*Brief*
Rewrite the Algorithm L text from the words "Let’s take look" through "right to left.)", replacing "pivot element" with "key element" each time it appears.

*Text*

In TAOCP 4A, Knuth introduces a sequence of steps which he calls “Algorithm L”. Algorithm L visits all permutations of a sequence of elements, {a_1 ... a_n} in lexicographical order. For example, if we have [3 | 5 | 4 | 3 | 2 | 1] the next element in the sequence is [4 | 1 | 2 | 3 | 3 | 5].
This post recaps the exact steps prescribed by Algorithm L, with two new touches:
- First, it presents an interactive visualisation allowing you to trace each step; and
- Second, it links to the C++ code responsible for the core logic behind this visualisation.
Let’s take look at the animation. It comprises 4 stages.
- Stage 1: Find the leftmost element that breaks the non-decreasing sequence when we traverse from right to left. We’ll call this left-most element the “pivot element”.
- Stage 2: Having found the pivot element, find the smallest element in the non-decreasing sequence that you had just traversed, that is greater than the pivot element. Note that because the sequence is non-decreasing, you can simply do binary search! (Note that when I mention “non-decreasing”, the order is from right to left.)
- Stage 3: Swap the pivot element with the element that you had found in Stage 2.

*Source data*
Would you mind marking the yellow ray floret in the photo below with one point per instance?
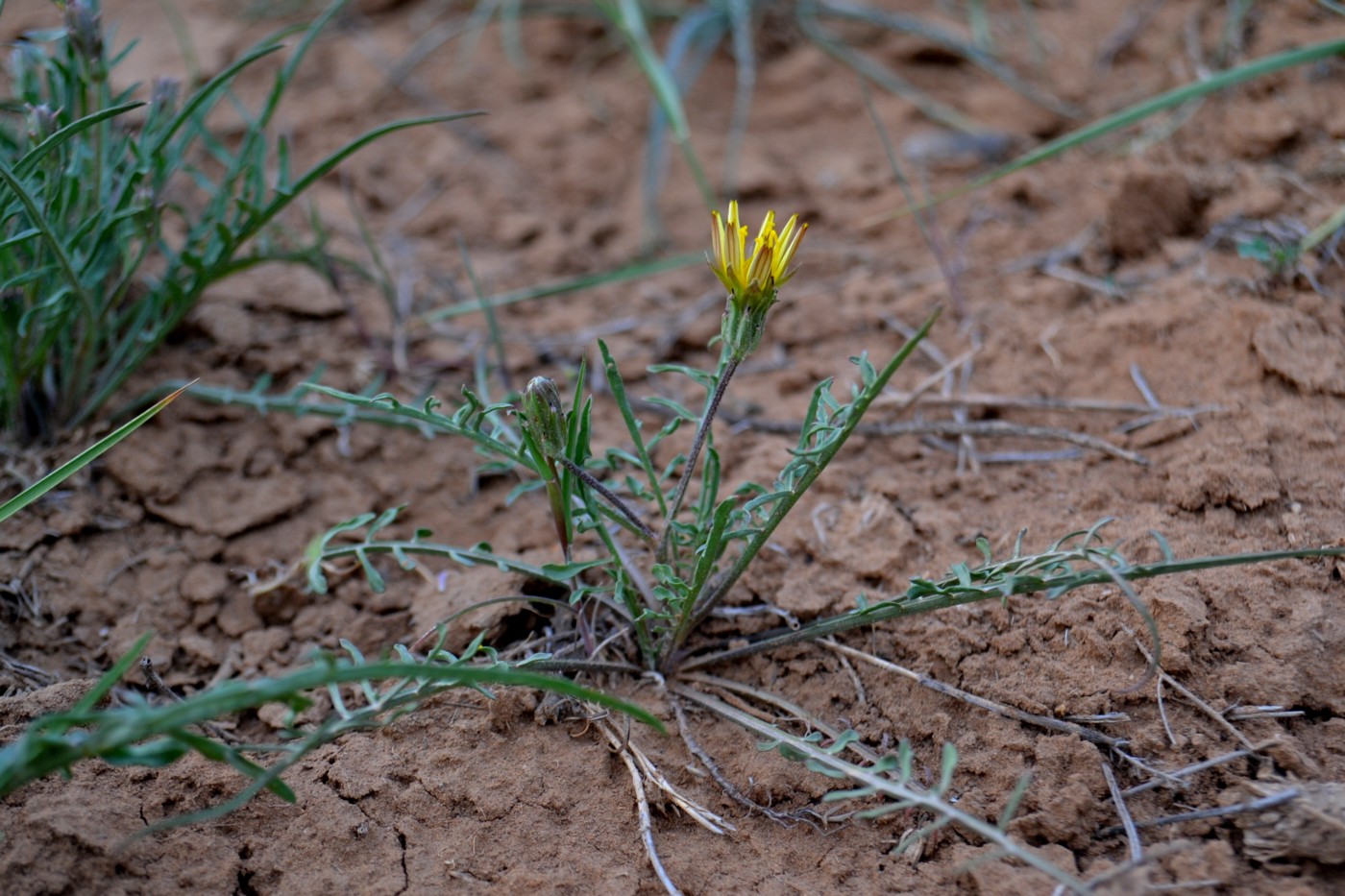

*Result below*
Let’s take look at the animation. It comprises 4 stages.
- Stage 1: Find the leftmost element that breaks the non-decreasing sequence when we traverse from right to left. We’ll call this left-most element the “key element”.
- Stage 2: Having found the key element, find the smallest element in the non-decreasing sequence that you had just traversed, that is greater than the key element. Note that because the sequence is non-decreasing, you can simply do binary search! (Note that when I mention “non-decreasing”, the order is from right to left.)